BEGIN Document passage

In the last couple of weeks at our outdoor worship, we’ve asked, “What is your big question?” More than once, the question from the younger children has been, “Who made God?”
Now, this is a great question.
It’s a question that people have asked for a very long time, especially children because they’re honest and questioning.
One famous answer comes from Ludwig Feuerbach, who said, “God did not, as the Bible says, make humans in God’s image; on the contrary humans, as I have shown in The Essence of Christianity, made God in their own image.”
Now that’s an interesting answer… but it doesn’t answer adequately answer the child’s question, “Who made God?”
We wonder, If God made us, who made God? If there is a maker who made us, presumably the making of things continues back and back like nested dolls.
The classic answer is from the creeds. God is unmade, the one who made all things but is not made. God is beyond making. Not “begotten” or born. God just is. This is the answer you get, for example, in Moses’ dialogue with the burning bush. “I am who I am.”
That’s probably the oldest religious answer in the Jewish and Christian tradition. In our tradition, God simply is, or even more simply, there is God. The Name. Hashem. And that’s why there’s a lot of mystery around God’s name in the Old Testament. Many of the authors of the Hebrew Scriptures preferred not to write out the actual name of God. They preferred to leave it, and would instead just say “The Name.” Hashem.
All of this line of questioning goes after the issue of creation. Who made us and who made God? And that is an important and interesting line of questioning.
But all of those questions end up in a kind of abstract deism. It emphasizes God within a monotheistic tradition… that there is one being, who has made all things, and everything else is not God because only God is God, the one God.
And then you end up with very interesting philosophical theological discussions about whether God has “being” in the same way that “beings” have “being…”
Or is God above or beyond “being”?
But Christians have tended to go after a different question. We have experienced God personally. If we’re talking about a personal God, then the question becomes, not “who made God,” but “how is it that I know this God that has made me?”

END Document passage
BEGIN Data records

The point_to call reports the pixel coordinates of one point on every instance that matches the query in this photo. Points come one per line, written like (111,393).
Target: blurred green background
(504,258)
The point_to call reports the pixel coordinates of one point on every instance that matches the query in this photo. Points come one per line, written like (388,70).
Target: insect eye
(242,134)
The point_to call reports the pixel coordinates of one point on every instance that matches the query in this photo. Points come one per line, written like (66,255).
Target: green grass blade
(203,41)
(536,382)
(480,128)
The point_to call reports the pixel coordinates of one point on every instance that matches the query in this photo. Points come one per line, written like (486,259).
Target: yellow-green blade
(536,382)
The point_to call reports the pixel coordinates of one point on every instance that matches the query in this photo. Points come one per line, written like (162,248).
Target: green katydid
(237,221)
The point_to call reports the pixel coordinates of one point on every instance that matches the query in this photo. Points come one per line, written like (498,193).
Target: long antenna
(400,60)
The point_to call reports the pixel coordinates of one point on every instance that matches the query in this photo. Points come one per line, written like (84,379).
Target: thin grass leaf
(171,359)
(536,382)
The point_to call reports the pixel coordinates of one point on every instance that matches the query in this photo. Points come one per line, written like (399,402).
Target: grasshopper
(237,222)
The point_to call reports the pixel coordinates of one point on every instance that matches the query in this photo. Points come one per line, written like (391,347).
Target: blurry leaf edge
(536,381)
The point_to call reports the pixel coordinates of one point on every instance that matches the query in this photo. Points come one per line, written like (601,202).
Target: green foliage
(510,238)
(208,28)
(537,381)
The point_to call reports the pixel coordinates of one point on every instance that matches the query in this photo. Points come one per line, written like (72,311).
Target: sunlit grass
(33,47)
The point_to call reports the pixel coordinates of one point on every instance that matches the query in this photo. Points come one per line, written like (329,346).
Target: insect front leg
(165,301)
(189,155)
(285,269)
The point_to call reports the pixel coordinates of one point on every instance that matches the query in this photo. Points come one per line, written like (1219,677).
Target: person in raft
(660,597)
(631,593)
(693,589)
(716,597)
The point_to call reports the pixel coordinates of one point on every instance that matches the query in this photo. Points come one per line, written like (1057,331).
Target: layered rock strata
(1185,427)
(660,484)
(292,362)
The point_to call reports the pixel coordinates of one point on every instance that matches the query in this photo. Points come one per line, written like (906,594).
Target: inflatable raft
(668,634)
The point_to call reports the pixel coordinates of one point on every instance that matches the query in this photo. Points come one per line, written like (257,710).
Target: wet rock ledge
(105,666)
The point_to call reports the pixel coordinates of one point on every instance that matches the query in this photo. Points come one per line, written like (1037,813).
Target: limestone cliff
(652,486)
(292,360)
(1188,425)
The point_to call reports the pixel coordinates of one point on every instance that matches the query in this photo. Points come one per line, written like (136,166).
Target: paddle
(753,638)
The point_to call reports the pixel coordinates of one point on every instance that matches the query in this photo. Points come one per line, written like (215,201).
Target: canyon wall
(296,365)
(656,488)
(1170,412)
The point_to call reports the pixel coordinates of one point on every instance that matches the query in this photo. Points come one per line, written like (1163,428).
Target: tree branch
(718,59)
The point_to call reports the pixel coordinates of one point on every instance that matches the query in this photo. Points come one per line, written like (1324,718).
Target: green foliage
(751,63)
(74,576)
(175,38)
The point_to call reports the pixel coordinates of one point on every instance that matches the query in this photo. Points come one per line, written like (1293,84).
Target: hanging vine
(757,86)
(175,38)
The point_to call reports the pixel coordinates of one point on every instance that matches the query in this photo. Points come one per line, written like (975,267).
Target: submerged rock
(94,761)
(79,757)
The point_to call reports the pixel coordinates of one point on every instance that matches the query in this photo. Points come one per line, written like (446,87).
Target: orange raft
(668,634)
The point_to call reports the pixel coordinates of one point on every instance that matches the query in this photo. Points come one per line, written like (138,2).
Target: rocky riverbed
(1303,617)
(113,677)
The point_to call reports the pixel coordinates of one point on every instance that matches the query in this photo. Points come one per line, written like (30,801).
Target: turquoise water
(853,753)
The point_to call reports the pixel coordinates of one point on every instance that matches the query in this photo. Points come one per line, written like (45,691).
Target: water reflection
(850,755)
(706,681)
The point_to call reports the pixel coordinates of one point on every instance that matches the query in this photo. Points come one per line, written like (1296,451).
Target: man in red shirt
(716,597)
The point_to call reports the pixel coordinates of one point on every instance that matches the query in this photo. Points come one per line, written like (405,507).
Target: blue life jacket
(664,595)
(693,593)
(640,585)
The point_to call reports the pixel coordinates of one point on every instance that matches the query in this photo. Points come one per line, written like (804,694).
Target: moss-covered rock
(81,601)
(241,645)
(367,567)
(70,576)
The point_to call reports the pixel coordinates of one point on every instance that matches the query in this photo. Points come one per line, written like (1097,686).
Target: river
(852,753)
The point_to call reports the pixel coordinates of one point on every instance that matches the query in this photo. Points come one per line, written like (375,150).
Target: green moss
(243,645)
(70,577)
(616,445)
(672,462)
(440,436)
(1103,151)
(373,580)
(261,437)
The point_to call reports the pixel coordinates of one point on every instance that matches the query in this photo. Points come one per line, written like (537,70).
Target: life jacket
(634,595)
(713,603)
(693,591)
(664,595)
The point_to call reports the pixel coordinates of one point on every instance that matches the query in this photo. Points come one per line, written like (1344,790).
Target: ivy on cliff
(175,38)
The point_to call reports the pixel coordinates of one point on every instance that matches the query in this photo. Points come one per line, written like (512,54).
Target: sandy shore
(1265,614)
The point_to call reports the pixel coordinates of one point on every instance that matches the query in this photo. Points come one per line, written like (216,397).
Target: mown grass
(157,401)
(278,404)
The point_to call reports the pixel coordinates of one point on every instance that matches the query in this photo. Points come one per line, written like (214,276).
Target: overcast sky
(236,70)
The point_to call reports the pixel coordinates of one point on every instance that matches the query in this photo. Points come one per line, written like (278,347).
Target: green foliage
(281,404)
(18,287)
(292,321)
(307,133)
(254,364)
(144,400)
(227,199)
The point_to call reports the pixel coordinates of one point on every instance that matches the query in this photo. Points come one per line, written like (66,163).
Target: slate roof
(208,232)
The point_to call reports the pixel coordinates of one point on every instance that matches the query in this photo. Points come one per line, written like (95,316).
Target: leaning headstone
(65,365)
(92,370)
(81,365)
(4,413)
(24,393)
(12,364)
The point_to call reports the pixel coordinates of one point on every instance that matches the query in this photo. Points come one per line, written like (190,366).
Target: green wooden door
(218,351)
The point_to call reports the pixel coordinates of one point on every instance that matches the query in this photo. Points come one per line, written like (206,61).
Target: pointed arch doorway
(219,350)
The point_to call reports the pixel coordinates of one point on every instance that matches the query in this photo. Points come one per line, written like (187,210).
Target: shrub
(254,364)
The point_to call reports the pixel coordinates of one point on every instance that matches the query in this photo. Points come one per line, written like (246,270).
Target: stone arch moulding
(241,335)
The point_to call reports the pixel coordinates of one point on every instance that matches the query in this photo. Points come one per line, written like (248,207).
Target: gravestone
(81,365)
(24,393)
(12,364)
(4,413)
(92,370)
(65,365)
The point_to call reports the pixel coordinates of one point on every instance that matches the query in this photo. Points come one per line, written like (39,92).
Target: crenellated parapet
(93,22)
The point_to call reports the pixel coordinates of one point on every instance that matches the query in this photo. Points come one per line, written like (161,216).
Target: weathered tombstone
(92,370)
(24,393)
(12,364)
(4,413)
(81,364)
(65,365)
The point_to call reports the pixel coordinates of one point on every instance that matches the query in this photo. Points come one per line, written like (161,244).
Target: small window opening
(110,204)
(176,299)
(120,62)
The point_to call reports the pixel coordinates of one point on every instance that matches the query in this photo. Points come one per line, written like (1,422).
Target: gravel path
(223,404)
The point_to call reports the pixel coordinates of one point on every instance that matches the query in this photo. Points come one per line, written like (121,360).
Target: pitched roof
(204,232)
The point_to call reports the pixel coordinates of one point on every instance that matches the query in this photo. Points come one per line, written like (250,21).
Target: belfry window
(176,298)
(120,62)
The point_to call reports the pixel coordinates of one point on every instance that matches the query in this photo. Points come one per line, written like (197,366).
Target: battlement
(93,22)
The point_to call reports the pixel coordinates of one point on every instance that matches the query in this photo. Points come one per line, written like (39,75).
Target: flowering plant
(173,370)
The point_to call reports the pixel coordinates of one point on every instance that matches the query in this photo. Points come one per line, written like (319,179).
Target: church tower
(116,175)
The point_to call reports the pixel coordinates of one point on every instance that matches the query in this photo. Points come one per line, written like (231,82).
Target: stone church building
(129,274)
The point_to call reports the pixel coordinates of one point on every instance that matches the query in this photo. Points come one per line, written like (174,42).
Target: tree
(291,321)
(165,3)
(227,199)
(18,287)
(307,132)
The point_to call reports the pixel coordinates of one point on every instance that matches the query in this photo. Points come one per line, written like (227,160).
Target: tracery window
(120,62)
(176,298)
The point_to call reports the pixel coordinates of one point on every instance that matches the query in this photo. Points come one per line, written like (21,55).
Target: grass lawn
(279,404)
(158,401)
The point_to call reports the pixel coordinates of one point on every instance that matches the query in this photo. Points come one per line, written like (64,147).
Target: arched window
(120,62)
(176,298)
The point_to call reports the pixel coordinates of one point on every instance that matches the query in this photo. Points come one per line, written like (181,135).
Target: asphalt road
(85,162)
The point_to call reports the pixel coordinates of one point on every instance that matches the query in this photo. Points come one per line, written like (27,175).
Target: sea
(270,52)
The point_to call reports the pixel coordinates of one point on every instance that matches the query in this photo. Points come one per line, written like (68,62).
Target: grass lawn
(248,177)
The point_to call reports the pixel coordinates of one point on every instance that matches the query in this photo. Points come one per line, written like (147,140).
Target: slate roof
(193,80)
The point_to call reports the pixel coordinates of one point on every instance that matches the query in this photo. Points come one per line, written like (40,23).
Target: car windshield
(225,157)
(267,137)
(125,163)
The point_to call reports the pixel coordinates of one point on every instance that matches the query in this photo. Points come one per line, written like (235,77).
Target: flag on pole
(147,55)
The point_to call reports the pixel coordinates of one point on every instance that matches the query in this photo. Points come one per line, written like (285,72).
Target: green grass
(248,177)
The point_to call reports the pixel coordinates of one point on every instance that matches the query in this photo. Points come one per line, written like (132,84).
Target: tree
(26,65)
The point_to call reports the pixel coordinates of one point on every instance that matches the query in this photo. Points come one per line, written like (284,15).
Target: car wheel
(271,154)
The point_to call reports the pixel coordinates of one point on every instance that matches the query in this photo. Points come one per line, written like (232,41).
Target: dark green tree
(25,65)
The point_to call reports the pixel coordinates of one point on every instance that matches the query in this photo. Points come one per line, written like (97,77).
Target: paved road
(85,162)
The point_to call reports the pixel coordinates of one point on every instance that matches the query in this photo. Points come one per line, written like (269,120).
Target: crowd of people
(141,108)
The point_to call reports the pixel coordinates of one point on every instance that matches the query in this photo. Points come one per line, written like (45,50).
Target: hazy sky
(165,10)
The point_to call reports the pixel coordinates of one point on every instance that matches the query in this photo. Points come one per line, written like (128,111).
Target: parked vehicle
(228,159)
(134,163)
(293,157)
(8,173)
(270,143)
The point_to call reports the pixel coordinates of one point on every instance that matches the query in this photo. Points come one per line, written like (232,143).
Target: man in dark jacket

END Data records

[Required work]:
1. Set down, word for word, everything in the passage on who made God from "All of this" down to "line of questioning.".
2. Recast as a JSON list of strings everything in the rows from the line containing "written like (284,15)." down to the final row, with one string for each line and blank lines omitted.

[Results]:
1.
All of this line of questioning goes after the issue of creation. Who made us and who made God? And that is an important and interesting line of questioning.

2.
[
  "The point_to call reports the pixel coordinates of one point on every instance that matches the query in this photo. Points come one per line, written like (284,15).",
  "Target: car wheel",
  "(271,154)",
  "The point_to call reports the pixel coordinates of one point on every instance that matches the query in this photo. Points come one per line, written like (232,41).",
  "Target: dark green tree",
  "(25,65)",
  "The point_to call reports the pixel coordinates of one point on every instance that matches the query in this photo. Points come one per line, written like (97,77).",
  "Target: paved road",
  "(85,162)",
  "The point_to call reports the pixel coordinates of one point on every instance that matches the query in this photo. Points come one per line, written like (269,120).",
  "Target: crowd of people",
  "(141,108)",
  "The point_to call reports the pixel coordinates of one point on every instance that matches the query in this photo. Points come one per line, written like (45,50).",
  "Target: hazy sky",
  "(165,10)",
  "The point_to call reports the pixel coordinates of one point on every instance that matches the query in this photo. Points come one per line, written like (128,111).",
  "Target: parked vehicle",
  "(228,159)",
  "(134,163)",
  "(293,157)",
  "(8,173)",
  "(270,143)",
  "The point_to call reports the pixel coordinates of one point on every instance that matches the query in this photo. Points come one per line, written like (232,143).",
  "Target: man in dark jacket"
]